[PAGE TEXT]:
My wife and I went to see the Scottish stand-up Fred MacAulay on Islay last month and watched him rescue a tricky situation.
Having written his material for an adult audience, he spotted a 12-year-old boy in the audience.
He rewrote the second half of his speech to avoid embarrassing the lad and his parents with blue humour.
Over coffee the next morning, Fred told me he’d enjoyed a nightcap at the bar of his hotel with the boy’s parents.
This would only have happened by him switching material to spare red faces.
Let’s contrast that to our experience at the Edinburgh Festival Fringe last weekend.
We’d chosen five things to see in the day.
I could have predicted that my wife would enjoy the blues band more than me.
Also that I would enjoy the Richard Nixon monologue more than her.
Each of us thoroughly enjoyed the improv show Who’s Line Is It Anyway and the Johnny Cash tribute show.
But the big unknown would be the Canadian Comedians in Sorry – Canada’s 150th.
Some of their material we found funny but much fell flat with the audience.
It was the wrong material for the age group who were largely middle-aged and beyond.

[LISTING]:
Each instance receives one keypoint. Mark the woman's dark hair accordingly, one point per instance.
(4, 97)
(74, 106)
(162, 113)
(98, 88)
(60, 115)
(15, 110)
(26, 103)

[WRITTEN TASKS]:
- a) In the text about comedy audiences, copy the passage that begins at the words "I could have" and stops after "middle-aged and beyond.", word for word.
- b) According to the text about comedy audiences, how old was the boy Fred MacAulay spotted in his audience on Islay?

[WORKED SOLUTIONS]:
- a)
I could have predicted that my wife would enjoy the blues band more than me.
Also that I would enjoy the Richard Nixon monologue more than her.
Each of us thoroughly enjoyed the improv show Who’s Line Is It Anyway and the Johnny Cash tribute show.
But the big unknown would be the Canadian Comedians in Sorry – Canada’s 150th.
Some of their material we found funny but much fell flat with the audience.
It was the wrong material for the age group who were largely middle-aged and beyond.

- b) He was 12 years old.